■ **Instructions for the task**
Reproduce every one of the entries below word for word, line by line.

-- start Data shown --

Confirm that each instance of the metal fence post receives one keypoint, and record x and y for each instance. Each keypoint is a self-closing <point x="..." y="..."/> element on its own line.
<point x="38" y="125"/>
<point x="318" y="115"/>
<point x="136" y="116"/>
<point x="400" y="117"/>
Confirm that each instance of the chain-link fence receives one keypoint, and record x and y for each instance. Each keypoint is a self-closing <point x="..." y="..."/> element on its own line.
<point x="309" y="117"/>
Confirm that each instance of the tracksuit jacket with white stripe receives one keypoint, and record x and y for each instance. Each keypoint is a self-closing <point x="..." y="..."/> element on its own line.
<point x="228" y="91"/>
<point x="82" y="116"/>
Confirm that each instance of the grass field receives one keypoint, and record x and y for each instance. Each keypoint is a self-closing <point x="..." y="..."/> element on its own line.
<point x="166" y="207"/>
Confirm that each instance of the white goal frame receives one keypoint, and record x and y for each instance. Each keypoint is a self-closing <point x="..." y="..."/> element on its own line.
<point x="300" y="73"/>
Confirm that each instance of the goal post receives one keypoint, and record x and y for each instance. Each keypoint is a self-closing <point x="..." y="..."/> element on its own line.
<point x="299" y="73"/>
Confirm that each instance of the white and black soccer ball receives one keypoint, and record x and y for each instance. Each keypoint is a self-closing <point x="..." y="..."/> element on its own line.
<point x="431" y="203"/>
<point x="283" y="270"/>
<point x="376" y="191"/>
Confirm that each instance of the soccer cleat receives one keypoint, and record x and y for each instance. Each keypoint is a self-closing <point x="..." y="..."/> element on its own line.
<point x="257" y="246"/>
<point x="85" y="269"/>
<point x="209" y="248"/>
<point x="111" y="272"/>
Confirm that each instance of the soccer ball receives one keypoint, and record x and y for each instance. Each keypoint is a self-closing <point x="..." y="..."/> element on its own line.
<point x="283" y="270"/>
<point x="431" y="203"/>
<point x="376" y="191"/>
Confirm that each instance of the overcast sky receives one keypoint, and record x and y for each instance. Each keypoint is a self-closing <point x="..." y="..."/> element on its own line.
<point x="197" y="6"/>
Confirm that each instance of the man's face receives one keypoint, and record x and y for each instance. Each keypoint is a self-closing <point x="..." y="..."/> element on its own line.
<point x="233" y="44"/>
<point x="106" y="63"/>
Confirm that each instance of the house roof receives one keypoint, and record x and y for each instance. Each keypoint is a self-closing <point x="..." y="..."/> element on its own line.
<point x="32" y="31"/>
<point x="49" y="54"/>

-- end Data shown --

■ **Answer to the exercise**
Confirm that each instance of the metal fence post receives one keypoint, and record x and y for each instance. Each keypoint is a self-closing <point x="..." y="..."/> element on its own line.
<point x="38" y="125"/>
<point x="318" y="115"/>
<point x="136" y="116"/>
<point x="400" y="117"/>
Confirm that each instance of the chain-link fence receives one keypoint, and record x and y for each instance. Each keypoint is a self-closing <point x="..." y="..."/> element on its own line.
<point x="309" y="117"/>
Confirm that each instance of the tracksuit jacket with white stripe receives one keypoint, and record x and y for each instance. Each keypoint is a self-closing <point x="..." y="..."/> element on its own line.
<point x="228" y="91"/>
<point x="82" y="116"/>
Confirm that each instance of the grass field receives one keypoint, and record x and y for each instance. Each keypoint is a self-closing <point x="..." y="..."/> element on its own line.
<point x="166" y="207"/>
Confirm that each instance of the white goal frame receives one keypoint, and record x and y for each instance. Each keypoint is a self-closing <point x="..." y="..."/> element on its own line.
<point x="300" y="73"/>
Confirm that each instance of the goal post receives one keypoint, and record x and y for each instance. Each keypoint is a self-closing <point x="..." y="..."/> element on its own line.
<point x="299" y="73"/>
Confirm that each instance of the white and black soccer ball receives one keypoint, and record x and y for each instance. Each keypoint is a self-closing <point x="..." y="..."/> element on its own line.
<point x="431" y="203"/>
<point x="283" y="270"/>
<point x="376" y="191"/>
Confirm that each instance of the soccer cleat receives one keypoint, and record x and y for each instance. Each keypoint is a self-closing <point x="..." y="..."/> element on its own line.
<point x="257" y="246"/>
<point x="85" y="269"/>
<point x="209" y="248"/>
<point x="111" y="272"/>
Confirm that each instance of the soccer ball receives one keypoint, and record x and y for each instance. Each keypoint is a self-closing <point x="..." y="..."/> element on its own line.
<point x="283" y="270"/>
<point x="431" y="203"/>
<point x="376" y="191"/>
Confirm that each instance of the overcast sky receives one keypoint, and record x and y for each instance. Each keypoint is a self-closing <point x="..." y="..."/> element on its own line.
<point x="197" y="6"/>
Confirm that each instance of the man's face receives one keypoint, and record x and y for each instance. Each keypoint is a self-closing <point x="..." y="..."/> element on its own line.
<point x="233" y="44"/>
<point x="106" y="63"/>
Confirm that each instance of the house roof receives one keypoint, and record x and y for each instance. Each keypoint is a self-closing <point x="..." y="..."/> element on its own line.
<point x="32" y="31"/>
<point x="49" y="54"/>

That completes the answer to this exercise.